_SEITENTEXT_:

-.-.-

Hubert Ulrich zum Frauenstatut der Grünen und seiner Wahl auf Platz 1 der Liste

Ein interessantes Interview  mit Hubert Ulrich, der mit seiner Wahl auf Platz ein der saarländischen Landesliste trotz Frauenstatut für Ärger bei den Grünen sorgt (via Pfundevogel):

WELT: Herr Ulrich, in einem Schreiben von Landesgeschäftsführer Michael Kellner an den Landesvorstand heißt es, Sie sollen auf Ihren Listenplatz 1 verzichten und eine Neuaufstellung der Liste ermöglichen. Sie weigern sich. Warum?

Hubert Ulrich: Warum sollte ich? Das ist eine von den Delegierten gewählte Landesliste. Die bisherige Landesvorsitzende Tina Schöpfer ist von den Delegierten dreimal nacheinander deutlich nicht gewählt worden. Ich hingegen bin mit einer klaren Mehrheit nominiert worden, Jeanne Dillschneider hat als Gegenkandidatin deutlich weniger Stimmen erhalten. Schöpfer hatte sich nicht vernetzt, hat ihre Kandidatur im Vorfeld nicht mit den wesentlichen Ortsverbänden besprochen, sondern per Presseerklärung verkündet. Das wurde breit in der Partei diskutiert. Sie ist angetreten, obwohl ihre Kandidatur von vielen Ortsverbänden nicht getragen wurde.

-.-.-

Dateneinträge
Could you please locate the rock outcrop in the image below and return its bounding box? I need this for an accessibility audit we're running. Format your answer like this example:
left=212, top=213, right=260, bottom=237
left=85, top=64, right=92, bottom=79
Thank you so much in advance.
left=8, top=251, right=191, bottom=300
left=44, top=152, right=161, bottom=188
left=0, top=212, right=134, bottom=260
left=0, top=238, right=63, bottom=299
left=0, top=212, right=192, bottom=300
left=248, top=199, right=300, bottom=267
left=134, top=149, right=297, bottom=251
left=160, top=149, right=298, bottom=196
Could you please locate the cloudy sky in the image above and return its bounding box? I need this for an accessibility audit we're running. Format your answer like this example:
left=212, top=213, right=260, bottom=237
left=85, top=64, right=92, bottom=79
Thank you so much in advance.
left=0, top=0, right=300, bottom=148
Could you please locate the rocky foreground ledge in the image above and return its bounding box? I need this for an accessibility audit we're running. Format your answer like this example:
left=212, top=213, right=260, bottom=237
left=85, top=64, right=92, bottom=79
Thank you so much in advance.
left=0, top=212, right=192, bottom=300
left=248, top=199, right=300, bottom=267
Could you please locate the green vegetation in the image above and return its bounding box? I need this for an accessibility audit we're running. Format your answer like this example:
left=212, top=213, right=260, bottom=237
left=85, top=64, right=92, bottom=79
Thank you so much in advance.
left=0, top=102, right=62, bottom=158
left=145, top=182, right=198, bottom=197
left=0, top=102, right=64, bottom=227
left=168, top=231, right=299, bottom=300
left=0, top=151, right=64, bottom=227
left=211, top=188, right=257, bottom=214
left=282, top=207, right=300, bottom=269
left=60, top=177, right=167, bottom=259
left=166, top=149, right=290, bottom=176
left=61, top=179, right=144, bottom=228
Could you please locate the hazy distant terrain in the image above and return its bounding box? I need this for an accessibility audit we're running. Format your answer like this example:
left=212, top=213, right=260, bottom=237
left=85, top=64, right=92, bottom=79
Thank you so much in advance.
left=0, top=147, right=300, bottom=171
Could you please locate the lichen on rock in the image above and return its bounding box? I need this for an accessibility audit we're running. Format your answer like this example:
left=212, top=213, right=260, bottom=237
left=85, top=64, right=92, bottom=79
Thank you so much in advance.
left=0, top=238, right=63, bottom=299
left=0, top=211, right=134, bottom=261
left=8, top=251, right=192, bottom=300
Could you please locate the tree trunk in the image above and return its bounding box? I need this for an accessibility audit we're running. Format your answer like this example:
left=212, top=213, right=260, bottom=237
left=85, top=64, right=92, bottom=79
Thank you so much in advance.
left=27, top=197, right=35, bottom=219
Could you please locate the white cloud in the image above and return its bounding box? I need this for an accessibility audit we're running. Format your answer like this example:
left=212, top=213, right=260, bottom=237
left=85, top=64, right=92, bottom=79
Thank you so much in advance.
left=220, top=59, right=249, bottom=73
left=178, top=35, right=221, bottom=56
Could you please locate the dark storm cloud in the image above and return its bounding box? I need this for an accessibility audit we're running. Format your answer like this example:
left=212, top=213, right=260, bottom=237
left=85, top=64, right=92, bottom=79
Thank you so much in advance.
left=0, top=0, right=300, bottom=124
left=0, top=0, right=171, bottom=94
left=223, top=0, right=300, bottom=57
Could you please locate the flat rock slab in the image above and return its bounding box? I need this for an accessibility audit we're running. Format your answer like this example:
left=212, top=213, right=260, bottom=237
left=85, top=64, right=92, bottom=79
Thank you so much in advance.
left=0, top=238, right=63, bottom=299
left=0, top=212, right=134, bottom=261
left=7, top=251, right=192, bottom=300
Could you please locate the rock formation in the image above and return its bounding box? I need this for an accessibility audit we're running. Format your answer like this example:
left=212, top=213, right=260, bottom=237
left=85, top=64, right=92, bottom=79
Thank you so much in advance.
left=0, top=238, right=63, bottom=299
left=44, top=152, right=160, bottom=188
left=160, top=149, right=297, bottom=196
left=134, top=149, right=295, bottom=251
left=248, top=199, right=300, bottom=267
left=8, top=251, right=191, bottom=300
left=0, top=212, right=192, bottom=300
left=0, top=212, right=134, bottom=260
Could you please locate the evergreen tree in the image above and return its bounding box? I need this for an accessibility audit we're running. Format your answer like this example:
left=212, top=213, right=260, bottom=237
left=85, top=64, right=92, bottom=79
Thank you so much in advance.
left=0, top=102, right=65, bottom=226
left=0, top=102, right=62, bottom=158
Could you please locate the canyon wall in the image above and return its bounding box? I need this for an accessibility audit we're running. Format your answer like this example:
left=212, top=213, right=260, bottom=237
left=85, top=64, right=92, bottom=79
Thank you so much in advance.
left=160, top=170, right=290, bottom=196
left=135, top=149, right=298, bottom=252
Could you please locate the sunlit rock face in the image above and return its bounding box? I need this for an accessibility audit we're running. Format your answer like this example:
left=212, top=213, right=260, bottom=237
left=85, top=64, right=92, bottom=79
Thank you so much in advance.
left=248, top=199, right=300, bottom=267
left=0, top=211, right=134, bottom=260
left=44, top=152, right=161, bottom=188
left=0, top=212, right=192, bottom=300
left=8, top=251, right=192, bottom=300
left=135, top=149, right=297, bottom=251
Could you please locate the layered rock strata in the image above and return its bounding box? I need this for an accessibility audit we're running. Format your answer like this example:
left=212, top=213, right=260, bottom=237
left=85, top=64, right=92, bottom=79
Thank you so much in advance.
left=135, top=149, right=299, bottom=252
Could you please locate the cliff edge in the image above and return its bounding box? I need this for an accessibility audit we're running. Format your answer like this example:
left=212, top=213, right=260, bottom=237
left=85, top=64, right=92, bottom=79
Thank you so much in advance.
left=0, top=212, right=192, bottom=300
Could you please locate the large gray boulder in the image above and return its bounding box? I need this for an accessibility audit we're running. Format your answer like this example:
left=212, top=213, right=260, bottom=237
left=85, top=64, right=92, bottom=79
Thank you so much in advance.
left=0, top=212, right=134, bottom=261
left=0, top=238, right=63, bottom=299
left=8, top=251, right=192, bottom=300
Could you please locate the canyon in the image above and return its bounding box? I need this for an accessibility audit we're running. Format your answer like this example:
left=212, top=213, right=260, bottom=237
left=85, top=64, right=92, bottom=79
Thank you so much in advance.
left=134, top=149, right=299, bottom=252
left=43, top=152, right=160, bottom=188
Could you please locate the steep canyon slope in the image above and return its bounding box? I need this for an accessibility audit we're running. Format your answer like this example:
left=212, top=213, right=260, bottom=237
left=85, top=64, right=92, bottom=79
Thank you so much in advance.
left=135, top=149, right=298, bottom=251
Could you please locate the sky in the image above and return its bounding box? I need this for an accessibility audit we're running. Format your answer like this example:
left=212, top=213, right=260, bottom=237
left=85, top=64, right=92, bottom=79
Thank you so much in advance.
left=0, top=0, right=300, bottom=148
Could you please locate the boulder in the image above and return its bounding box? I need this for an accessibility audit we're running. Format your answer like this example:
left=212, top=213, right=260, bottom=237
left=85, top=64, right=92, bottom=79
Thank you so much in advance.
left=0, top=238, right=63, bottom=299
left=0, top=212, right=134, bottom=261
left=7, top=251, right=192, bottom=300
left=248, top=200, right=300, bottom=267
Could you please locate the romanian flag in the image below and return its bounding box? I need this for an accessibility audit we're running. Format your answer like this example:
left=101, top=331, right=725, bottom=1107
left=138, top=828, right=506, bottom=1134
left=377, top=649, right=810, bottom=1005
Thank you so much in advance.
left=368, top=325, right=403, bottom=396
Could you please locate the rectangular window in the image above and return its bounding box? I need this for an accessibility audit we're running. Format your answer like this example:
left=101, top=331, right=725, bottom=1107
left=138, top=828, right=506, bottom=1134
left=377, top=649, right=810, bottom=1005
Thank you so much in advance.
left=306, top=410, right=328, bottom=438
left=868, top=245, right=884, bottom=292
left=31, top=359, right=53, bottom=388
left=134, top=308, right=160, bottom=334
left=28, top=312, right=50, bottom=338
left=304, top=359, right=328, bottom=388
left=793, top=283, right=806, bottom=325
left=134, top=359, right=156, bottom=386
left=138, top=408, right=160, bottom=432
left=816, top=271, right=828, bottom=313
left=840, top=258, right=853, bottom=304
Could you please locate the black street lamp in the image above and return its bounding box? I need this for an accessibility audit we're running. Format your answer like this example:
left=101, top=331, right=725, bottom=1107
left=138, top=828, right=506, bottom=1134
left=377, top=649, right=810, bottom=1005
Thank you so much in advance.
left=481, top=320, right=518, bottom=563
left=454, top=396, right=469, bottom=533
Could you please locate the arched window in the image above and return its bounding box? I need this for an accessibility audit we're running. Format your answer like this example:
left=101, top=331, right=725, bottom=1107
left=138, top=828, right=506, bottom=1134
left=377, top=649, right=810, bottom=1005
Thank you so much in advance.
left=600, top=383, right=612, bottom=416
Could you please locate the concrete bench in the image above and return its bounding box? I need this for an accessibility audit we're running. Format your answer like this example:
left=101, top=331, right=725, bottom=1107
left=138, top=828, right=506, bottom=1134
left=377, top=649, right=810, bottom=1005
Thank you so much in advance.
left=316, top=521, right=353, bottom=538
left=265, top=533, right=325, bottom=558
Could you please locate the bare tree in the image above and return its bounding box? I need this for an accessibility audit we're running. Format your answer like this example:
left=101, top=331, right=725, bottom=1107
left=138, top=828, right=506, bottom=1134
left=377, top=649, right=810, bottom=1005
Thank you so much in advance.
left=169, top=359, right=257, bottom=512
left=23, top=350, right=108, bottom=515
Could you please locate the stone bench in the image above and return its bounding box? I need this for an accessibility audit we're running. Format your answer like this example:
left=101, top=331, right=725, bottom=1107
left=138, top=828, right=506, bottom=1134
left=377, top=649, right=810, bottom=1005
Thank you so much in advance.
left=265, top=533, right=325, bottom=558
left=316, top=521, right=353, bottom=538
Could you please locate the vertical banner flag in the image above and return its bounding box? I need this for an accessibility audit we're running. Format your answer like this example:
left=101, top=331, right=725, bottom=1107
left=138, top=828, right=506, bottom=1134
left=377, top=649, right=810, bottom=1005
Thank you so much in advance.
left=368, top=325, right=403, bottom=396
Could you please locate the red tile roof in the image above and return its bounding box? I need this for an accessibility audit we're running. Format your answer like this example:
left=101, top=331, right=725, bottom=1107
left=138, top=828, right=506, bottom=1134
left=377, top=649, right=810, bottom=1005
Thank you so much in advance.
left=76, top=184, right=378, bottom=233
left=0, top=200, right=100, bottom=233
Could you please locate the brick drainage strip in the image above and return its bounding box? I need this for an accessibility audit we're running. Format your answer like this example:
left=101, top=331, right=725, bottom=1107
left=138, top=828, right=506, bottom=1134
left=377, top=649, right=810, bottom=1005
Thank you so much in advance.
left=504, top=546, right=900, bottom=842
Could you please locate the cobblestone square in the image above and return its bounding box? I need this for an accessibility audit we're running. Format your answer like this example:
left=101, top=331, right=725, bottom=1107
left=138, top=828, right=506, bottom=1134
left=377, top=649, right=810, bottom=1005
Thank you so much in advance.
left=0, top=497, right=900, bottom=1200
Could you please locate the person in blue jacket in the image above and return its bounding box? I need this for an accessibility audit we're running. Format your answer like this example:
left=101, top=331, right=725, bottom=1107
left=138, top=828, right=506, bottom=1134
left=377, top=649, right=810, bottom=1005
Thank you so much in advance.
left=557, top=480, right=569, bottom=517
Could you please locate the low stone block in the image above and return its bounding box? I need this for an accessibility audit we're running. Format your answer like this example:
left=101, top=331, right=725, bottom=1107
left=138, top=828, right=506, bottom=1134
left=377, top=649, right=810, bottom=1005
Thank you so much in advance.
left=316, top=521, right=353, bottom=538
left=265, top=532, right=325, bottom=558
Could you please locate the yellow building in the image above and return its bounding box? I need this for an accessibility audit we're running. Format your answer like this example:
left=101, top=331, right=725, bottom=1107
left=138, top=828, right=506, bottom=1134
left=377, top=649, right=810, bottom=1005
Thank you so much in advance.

-.-.-

_AUFGABENLISTE_:
**1)** Schreiben Sie aus dem Text über Hubert Ulrich den Abschnitt ab, der mit „WELT: Herr Ulrich, in“ beginnt und bis einschließlich „weigern sich. Warum?“ reicht.
**2)** Geben Sie die Einträge wortgetreu wieder, beginnend mit der ersten Zeile der Einträge und bis einschließlich der Zeile, die „left=61, top=179, right=144, bottom=228“ enthält.

_LÖSUNGEN JE AUFGABE_:
**1)**
WELT: Herr Ulrich, in einem Schreiben von Landesgeschäftsführer Michael Kellner an den Landesvorstand heißt es, Sie sollen auf Ihren Listenplatz 1 verzichten und eine Neuaufstellung der Liste ermöglichen. Sie weigern sich. Warum?

**2)**
Could you please locate the rock outcrop in the image below and return its bounding box? I need this for an accessibility audit we're running. Format your answer like this example:
left=212, top=213, right=260, bottom=237
left=85, top=64, right=92, bottom=79
Thank you so much in advance.
left=8, top=251, right=191, bottom=300
left=44, top=152, right=161, bottom=188
left=0, top=212, right=134, bottom=260
left=0, top=238, right=63, bottom=299
left=0, top=212, right=192, bottom=300
left=248, top=199, right=300, bottom=267
left=134, top=149, right=297, bottom=251
left=160, top=149, right=298, bottom=196
Could you please locate the cloudy sky in the image above and return its bounding box? I need this for an accessibility audit we're running. Format your answer like this example:
left=212, top=213, right=260, bottom=237
left=85, top=64, right=92, bottom=79
Thank you so much in advance.
left=0, top=0, right=300, bottom=148
Could you please locate the rocky foreground ledge in the image above and return its bounding box? I need this for an accessibility audit we're running. Format your answer like this example:
left=212, top=213, right=260, bottom=237
left=85, top=64, right=92, bottom=79
Thank you so much in advance.
left=0, top=212, right=192, bottom=300
left=248, top=199, right=300, bottom=267
Could you please locate the green vegetation in the image above and return its bounding box? I need this for an accessibility audit we're running. Format your answer like this example:
left=212, top=213, right=260, bottom=237
left=85, top=64, right=92, bottom=79
Thank you so much in advance.
left=0, top=102, right=62, bottom=158
left=145, top=182, right=198, bottom=197
left=0, top=102, right=64, bottom=227
left=168, top=231, right=299, bottom=300
left=0, top=151, right=64, bottom=227
left=211, top=188, right=257, bottom=214
left=282, top=207, right=300, bottom=269
left=60, top=177, right=167, bottom=259
left=166, top=149, right=290, bottom=176
left=61, top=179, right=144, bottom=228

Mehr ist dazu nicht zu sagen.